■ Exercise directions ■
Return each line in the listing below that includes the word "over".

■ Data rows ■
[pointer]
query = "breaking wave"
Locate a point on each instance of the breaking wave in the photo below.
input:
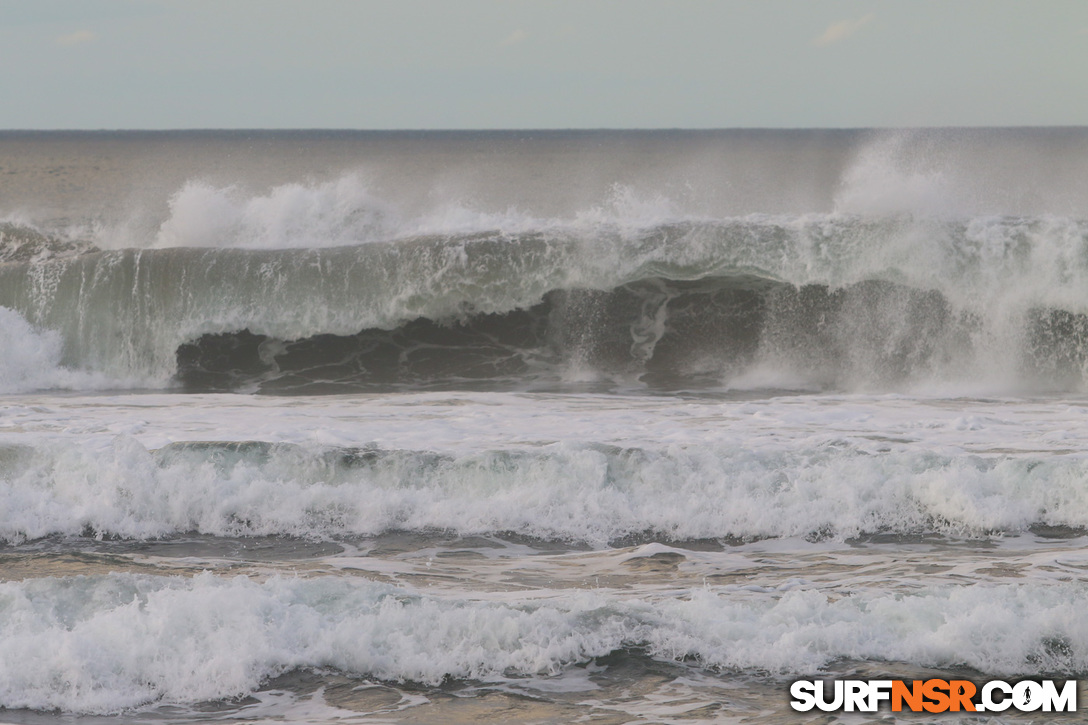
(104, 643)
(589, 493)
(829, 300)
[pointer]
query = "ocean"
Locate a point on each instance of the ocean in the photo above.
(538, 427)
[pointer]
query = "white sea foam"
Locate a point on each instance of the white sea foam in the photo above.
(31, 359)
(102, 643)
(592, 493)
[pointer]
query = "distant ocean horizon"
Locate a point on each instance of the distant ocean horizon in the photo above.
(536, 426)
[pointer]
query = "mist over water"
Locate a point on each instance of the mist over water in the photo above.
(493, 426)
(841, 260)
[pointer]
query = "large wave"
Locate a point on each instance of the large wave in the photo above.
(589, 493)
(836, 300)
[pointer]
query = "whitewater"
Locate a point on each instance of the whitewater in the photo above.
(535, 426)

■ Result of this exercise ■
query = "mist over water"
Locate a point on each instance of the mist over water in the photo above.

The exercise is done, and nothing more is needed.